Prompt:
Within the records below, repeat each line exactly but keep every picture out of the copy.

Given records:
######

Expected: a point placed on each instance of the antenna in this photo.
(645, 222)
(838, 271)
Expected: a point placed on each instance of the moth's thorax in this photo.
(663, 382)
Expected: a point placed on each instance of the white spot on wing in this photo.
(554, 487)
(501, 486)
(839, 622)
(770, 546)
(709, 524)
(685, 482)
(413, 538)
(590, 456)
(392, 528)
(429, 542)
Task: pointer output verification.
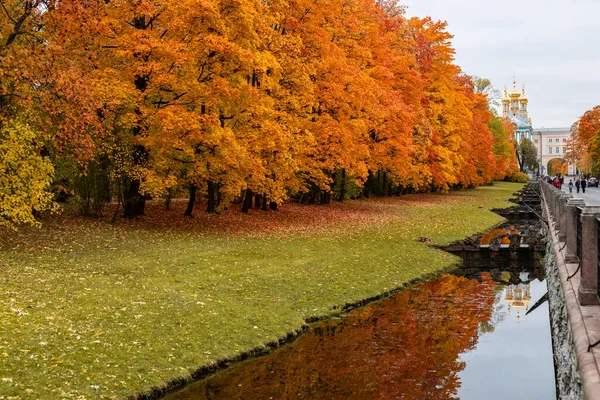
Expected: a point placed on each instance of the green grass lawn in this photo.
(104, 311)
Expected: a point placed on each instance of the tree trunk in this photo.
(134, 201)
(168, 200)
(343, 185)
(191, 201)
(264, 207)
(210, 208)
(247, 201)
(219, 195)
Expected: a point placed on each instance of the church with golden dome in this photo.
(514, 107)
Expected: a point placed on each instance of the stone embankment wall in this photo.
(561, 299)
(568, 380)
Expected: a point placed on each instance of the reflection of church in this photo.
(518, 297)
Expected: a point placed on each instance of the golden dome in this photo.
(523, 98)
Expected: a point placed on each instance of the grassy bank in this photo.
(94, 310)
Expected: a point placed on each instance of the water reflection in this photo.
(405, 347)
(515, 359)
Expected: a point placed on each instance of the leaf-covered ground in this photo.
(94, 310)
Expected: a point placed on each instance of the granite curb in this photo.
(583, 332)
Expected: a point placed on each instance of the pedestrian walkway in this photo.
(584, 321)
(591, 195)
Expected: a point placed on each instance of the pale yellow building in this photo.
(552, 143)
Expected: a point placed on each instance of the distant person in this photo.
(571, 186)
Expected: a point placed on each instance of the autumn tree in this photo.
(526, 155)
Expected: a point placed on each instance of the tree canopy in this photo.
(219, 98)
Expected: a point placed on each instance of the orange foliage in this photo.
(274, 97)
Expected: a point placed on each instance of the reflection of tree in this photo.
(498, 313)
(405, 347)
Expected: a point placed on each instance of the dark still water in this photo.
(449, 338)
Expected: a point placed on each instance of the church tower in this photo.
(514, 107)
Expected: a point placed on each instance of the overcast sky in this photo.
(551, 46)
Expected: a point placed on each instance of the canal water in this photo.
(465, 335)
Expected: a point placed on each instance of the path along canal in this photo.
(463, 335)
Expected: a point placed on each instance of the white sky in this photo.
(551, 46)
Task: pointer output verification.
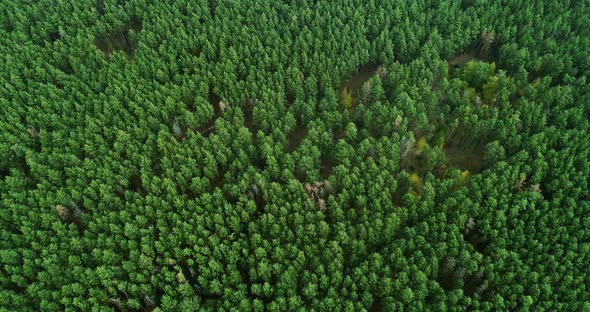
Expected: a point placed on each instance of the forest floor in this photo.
(471, 160)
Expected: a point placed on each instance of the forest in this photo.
(356, 155)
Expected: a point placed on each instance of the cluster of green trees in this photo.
(266, 155)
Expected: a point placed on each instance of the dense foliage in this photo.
(296, 155)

######

Task response:
Expected: a point placed on each instance of the antenna in this photo.
(645, 222)
(838, 271)
Expected: a point placed on each instance of the moth's thorax in this photo.
(663, 382)
Expected: a point placed on each instance of the white spot on wing in this photo.
(554, 487)
(501, 486)
(839, 622)
(770, 546)
(709, 524)
(685, 482)
(413, 538)
(590, 456)
(392, 528)
(429, 542)
Task: pointer output verification.
Expected: a point placed on each instance of the green grass lawn in this photo.
(104, 311)
Expected: a point placed on each instance of the tree trunk in this photo.
(134, 201)
(168, 200)
(343, 185)
(191, 201)
(264, 207)
(210, 208)
(247, 201)
(219, 195)
Expected: a point placed on each instance of the church with golden dome in this photo.
(514, 107)
Expected: a point placed on each instance of the stone embankment wall in this photo.
(561, 299)
(568, 380)
Expected: a point placed on each instance of the reflection of church in this photo.
(518, 297)
Expected: a point placed on each instance of the golden dome in this photo.
(523, 98)
Expected: a point placed on each instance of the grassy bank in this photo.
(94, 310)
Expected: a point placed on each instance of the water reflection in this photo.
(405, 347)
(515, 359)
Expected: a point placed on each instance of the leaf-covered ground in this photo.
(94, 310)
Expected: a point placed on each instance of the granite curb in this photo.
(583, 332)
Expected: a point placed on each instance of the pedestrian walkway in this photo.
(584, 321)
(591, 195)
Expected: a point placed on each instance of the pale yellow building in this photo.
(552, 143)
Expected: a point placed on each instance of the distant person in this photo.
(571, 186)
Expected: a point placed on each instance of the autumn tree in this photo.
(526, 155)
Expected: a point placed on each instance of the tree canopy in this photo.
(219, 98)
Expected: a point placed on each instance of the orange foliage in this photo.
(274, 97)
Expected: a point placed on each instance of the reflection of tree in this photo.
(498, 313)
(405, 347)
Expected: a point placed on each instance of the dark still water in this photo.
(449, 338)
Expected: a point placed on each instance of the church tower in this photo.
(514, 107)
Expected: a point placed on each instance of the overcast sky in this photo.
(551, 46)
Expected: a point placed on each instance of the canal water in this photo.
(465, 335)
Expected: a point placed on each instance of the path along canal in this photo.
(463, 335)
Expected: a point placed on each instance of the white sky in this photo.
(551, 46)
Task: pointer output verification.
Expected: a point placed on each instance of the forest floor in this photo.
(471, 160)
Expected: a point placed on each instance of the forest in this photo.
(356, 155)
Expected: a point placed on each instance of the cluster of green trees in this photo.
(266, 155)
Expected: a point placed on each instance of the dense foliage in this photo.
(296, 155)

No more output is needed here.